* _THE TASK_:
Leave out the pictures and transcribe everything else exactly.

* _SUPPLIED ENTRIES_:
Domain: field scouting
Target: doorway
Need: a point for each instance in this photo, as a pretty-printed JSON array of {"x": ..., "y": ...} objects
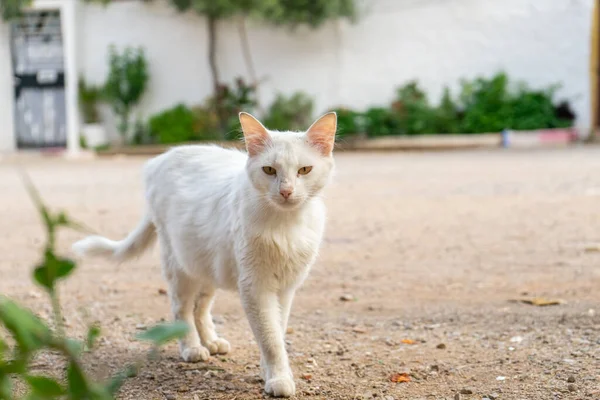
[{"x": 39, "y": 80}]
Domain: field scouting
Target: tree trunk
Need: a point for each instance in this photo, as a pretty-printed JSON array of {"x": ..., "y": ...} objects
[
  {"x": 214, "y": 70},
  {"x": 248, "y": 57},
  {"x": 212, "y": 52}
]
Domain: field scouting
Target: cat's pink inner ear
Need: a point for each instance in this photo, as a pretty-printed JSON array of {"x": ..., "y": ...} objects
[
  {"x": 321, "y": 134},
  {"x": 255, "y": 134}
]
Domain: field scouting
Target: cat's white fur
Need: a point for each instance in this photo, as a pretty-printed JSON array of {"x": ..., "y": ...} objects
[{"x": 223, "y": 222}]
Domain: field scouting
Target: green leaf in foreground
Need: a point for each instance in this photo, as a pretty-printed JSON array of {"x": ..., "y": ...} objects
[
  {"x": 45, "y": 386},
  {"x": 78, "y": 387},
  {"x": 163, "y": 333},
  {"x": 28, "y": 330}
]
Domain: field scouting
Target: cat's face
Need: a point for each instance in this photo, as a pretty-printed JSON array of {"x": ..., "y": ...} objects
[{"x": 289, "y": 168}]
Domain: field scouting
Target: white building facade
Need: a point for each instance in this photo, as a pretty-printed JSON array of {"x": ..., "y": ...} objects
[{"x": 359, "y": 65}]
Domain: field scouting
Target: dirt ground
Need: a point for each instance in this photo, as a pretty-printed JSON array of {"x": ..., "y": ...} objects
[{"x": 429, "y": 247}]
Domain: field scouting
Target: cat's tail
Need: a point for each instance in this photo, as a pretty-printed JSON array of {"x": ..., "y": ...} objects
[{"x": 134, "y": 244}]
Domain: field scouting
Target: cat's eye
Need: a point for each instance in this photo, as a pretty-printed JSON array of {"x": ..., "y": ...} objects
[
  {"x": 304, "y": 170},
  {"x": 269, "y": 170}
]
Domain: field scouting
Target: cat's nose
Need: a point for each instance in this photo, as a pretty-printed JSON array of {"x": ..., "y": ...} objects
[{"x": 286, "y": 193}]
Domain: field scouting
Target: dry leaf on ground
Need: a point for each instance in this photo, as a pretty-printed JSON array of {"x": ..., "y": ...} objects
[
  {"x": 542, "y": 302},
  {"x": 399, "y": 378}
]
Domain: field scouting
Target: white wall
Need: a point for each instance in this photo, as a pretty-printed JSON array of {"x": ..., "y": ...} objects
[
  {"x": 7, "y": 135},
  {"x": 434, "y": 41}
]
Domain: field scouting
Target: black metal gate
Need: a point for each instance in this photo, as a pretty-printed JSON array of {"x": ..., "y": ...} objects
[{"x": 38, "y": 65}]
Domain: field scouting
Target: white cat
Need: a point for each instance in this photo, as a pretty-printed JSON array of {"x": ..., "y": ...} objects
[{"x": 248, "y": 222}]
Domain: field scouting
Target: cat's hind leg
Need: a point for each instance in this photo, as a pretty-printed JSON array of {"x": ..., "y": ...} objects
[
  {"x": 182, "y": 293},
  {"x": 205, "y": 324}
]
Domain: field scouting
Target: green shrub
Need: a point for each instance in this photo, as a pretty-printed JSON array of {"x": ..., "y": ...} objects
[
  {"x": 126, "y": 83},
  {"x": 175, "y": 125},
  {"x": 227, "y": 104},
  {"x": 89, "y": 97},
  {"x": 31, "y": 335},
  {"x": 380, "y": 121},
  {"x": 491, "y": 105},
  {"x": 290, "y": 113},
  {"x": 447, "y": 116},
  {"x": 206, "y": 123}
]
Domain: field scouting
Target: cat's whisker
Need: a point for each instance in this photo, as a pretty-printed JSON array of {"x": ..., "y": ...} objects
[{"x": 230, "y": 220}]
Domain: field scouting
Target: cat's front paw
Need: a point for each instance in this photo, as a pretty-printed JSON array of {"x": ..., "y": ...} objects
[
  {"x": 195, "y": 354},
  {"x": 281, "y": 387},
  {"x": 218, "y": 346}
]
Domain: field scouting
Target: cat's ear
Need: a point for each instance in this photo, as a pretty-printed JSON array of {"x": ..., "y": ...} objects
[
  {"x": 321, "y": 133},
  {"x": 256, "y": 135}
]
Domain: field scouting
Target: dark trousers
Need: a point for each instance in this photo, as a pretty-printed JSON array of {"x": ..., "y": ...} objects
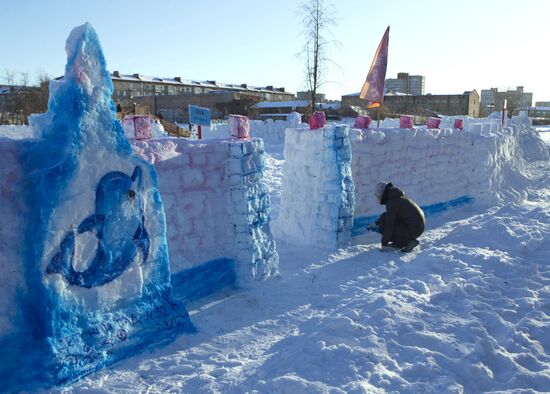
[{"x": 402, "y": 234}]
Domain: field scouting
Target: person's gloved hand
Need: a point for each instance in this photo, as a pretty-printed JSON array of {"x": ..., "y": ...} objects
[{"x": 374, "y": 227}]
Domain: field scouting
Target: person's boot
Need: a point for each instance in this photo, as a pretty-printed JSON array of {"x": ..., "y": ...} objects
[{"x": 410, "y": 246}]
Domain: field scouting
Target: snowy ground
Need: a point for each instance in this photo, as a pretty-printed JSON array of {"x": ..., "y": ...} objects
[{"x": 467, "y": 312}]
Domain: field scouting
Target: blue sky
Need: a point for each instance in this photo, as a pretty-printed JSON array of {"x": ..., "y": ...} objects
[{"x": 457, "y": 45}]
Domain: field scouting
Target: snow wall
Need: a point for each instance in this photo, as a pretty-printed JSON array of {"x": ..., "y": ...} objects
[
  {"x": 271, "y": 131},
  {"x": 317, "y": 196},
  {"x": 438, "y": 168},
  {"x": 83, "y": 233},
  {"x": 217, "y": 212}
]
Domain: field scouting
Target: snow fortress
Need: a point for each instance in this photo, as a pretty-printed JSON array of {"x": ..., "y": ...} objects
[
  {"x": 317, "y": 197},
  {"x": 83, "y": 235},
  {"x": 217, "y": 212},
  {"x": 438, "y": 168}
]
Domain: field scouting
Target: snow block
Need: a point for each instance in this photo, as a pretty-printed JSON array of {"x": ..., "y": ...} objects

* _ANSWER TO THIS PROBLEM_:
Domain: field scouting
Target: doorway
Need: a point for each instance in this photo, as a pretty-printed JSON array of {"x": ..., "y": ...} objects
[{"x": 39, "y": 80}]
Domain: field scouting
Target: tree trunk
Need: a point for each instance in this photo, as a pretty-printed JSON array of {"x": ..., "y": ...} objects
[
  {"x": 214, "y": 70},
  {"x": 248, "y": 57},
  {"x": 212, "y": 52}
]
Domain: field scouting
Target: cat's pink inner ear
Need: a point for each instance in this photo, as a pretty-printed JSON array of {"x": ..., "y": ...} objects
[
  {"x": 321, "y": 134},
  {"x": 255, "y": 134}
]
Domain: field scouting
Target: cat's white fur
Need: a point for each instance in this photo, as a pretty-printed JSON array of {"x": ..., "y": ...} objects
[{"x": 223, "y": 222}]
Domain: field scouting
Target: green leaf in foreground
Need: a point for each instance in this photo, as a pretty-printed JSON array of {"x": ..., "y": ...} objects
[
  {"x": 45, "y": 386},
  {"x": 78, "y": 387},
  {"x": 163, "y": 333},
  {"x": 28, "y": 330}
]
Domain: field scouting
Target: cat's face
Need: a point for each instance in this photo, as a pretty-printed JSON array of {"x": ..., "y": ...} objects
[{"x": 289, "y": 168}]
Domain: field scouting
Target: white building facade
Need: a point for each instance in this photo, as a pretty-printed JSON array of {"x": ..., "y": ...} objects
[{"x": 359, "y": 65}]
Domain: field scouting
Target: dirt ground
Need: a point for each instance in this photo, as a pretty-printed JSON array of {"x": ..., "y": ...} objects
[{"x": 429, "y": 247}]
Domain: field scouting
Target: cat's tail
Need: a point for each instance in this photo, as a pretty-printed JSON array of {"x": ..., "y": ...} objects
[{"x": 134, "y": 244}]
Domain: field scouting
Target: cat's eye
Need: a point for each instance in this photo, as a pretty-printed JSON array of {"x": ..., "y": ...} objects
[
  {"x": 304, "y": 170},
  {"x": 269, "y": 170}
]
Domain: field scouting
Target: cat's nose
Need: a point for each instance in this photo, as a pretty-printed JSON array of {"x": ..., "y": ...} objects
[{"x": 286, "y": 193}]
Domain: field scouting
Target: dry leaf on ground
Need: a point for each instance in this photo, as a pretty-printed JSON array of {"x": ..., "y": ...} objects
[
  {"x": 542, "y": 302},
  {"x": 399, "y": 378}
]
Domain: field scouting
Target: white wall
Need: a point for each instance in this photo, as a pretty-printed JSON array of {"x": ..., "y": ...} objects
[
  {"x": 7, "y": 135},
  {"x": 434, "y": 41}
]
Domain: field scouting
Target: black metal gate
Need: a point for each instance in this photo, as a pretty-printed JSON array of {"x": ..., "y": ...} objects
[{"x": 38, "y": 65}]
Domain: field scouting
Target: white cat
Need: a point for each instance in this photo, as a pretty-printed JSON array of {"x": ..., "y": ...} objects
[{"x": 248, "y": 222}]
Domain: field scouting
Target: cat's hind leg
Need: a point for each instance in this photo, as a pretty-printed JSON array of {"x": ..., "y": ...} objects
[
  {"x": 182, "y": 293},
  {"x": 205, "y": 324}
]
Domain: field scouting
Target: green shrub
Need: a point for each instance in this photo, as a pretty-printed JSON array of {"x": ..., "y": ...} objects
[
  {"x": 126, "y": 83},
  {"x": 175, "y": 125},
  {"x": 227, "y": 104},
  {"x": 89, "y": 97},
  {"x": 31, "y": 335},
  {"x": 380, "y": 121},
  {"x": 491, "y": 105},
  {"x": 290, "y": 113},
  {"x": 447, "y": 116},
  {"x": 206, "y": 123}
]
Domain: field scouting
Target: cat's whisker
Need: a point for each instance in this photo, as a pretty-printed JSON array of {"x": ..., "y": ...} objects
[{"x": 230, "y": 220}]
Domain: field scouting
Target: cat's front paw
Need: a point for each instance in this photo, as a pretty-printed JSON array of {"x": ..., "y": ...} objects
[
  {"x": 195, "y": 354},
  {"x": 281, "y": 387},
  {"x": 218, "y": 346}
]
Domain: field scouting
Target: cat's ear
Need: a point for each instance in this photo, as a pretty-printed JSON array of {"x": ..., "y": ...} objects
[
  {"x": 321, "y": 133},
  {"x": 256, "y": 135}
]
Domain: field scouting
Target: dark trousers
Need: a point for each instance in this photo, as a pretty-printed JSON array of {"x": ..., "y": ...} objects
[{"x": 402, "y": 234}]
Domain: field scouting
Target: person's gloved hand
Need: a point for each instance in this photo, as a pretty-printed JSON array of {"x": ..., "y": ...} objects
[{"x": 374, "y": 227}]
Domain: field scouting
Target: person's boot
Need: a point for each instance in this photo, as a pretty-printed JSON array of {"x": ..., "y": ...} objects
[{"x": 410, "y": 246}]
Domain: field scouting
Target: snowy ground
Need: a point for each instance in this photo, as a pretty-printed JSON array of {"x": ..., "y": ...} objects
[{"x": 467, "y": 312}]
Domain: field scouting
Target: blue sky
Need: a point for each instance in this photo, as a pretty-printed JSON array of {"x": ..., "y": ...} objects
[{"x": 457, "y": 45}]
Domain: field scouting
Target: snow wall
Need: a point for each instance in this photo, as a pretty-printed JSON array of {"x": ..., "y": ...} objects
[
  {"x": 271, "y": 131},
  {"x": 317, "y": 196},
  {"x": 438, "y": 168},
  {"x": 83, "y": 233},
  {"x": 217, "y": 212}
]
Domain: field scouting
Target: snow fortress
Need: a point for each instance in this photo, as a pretty-printed JSON array of {"x": ..., "y": ...} objects
[
  {"x": 317, "y": 197},
  {"x": 83, "y": 235},
  {"x": 217, "y": 212},
  {"x": 438, "y": 168}
]
Domain: field scouting
Target: snow block
Need: a point for each instance in this photo, as a pretty-printed JSON array of {"x": ..., "y": ...} objects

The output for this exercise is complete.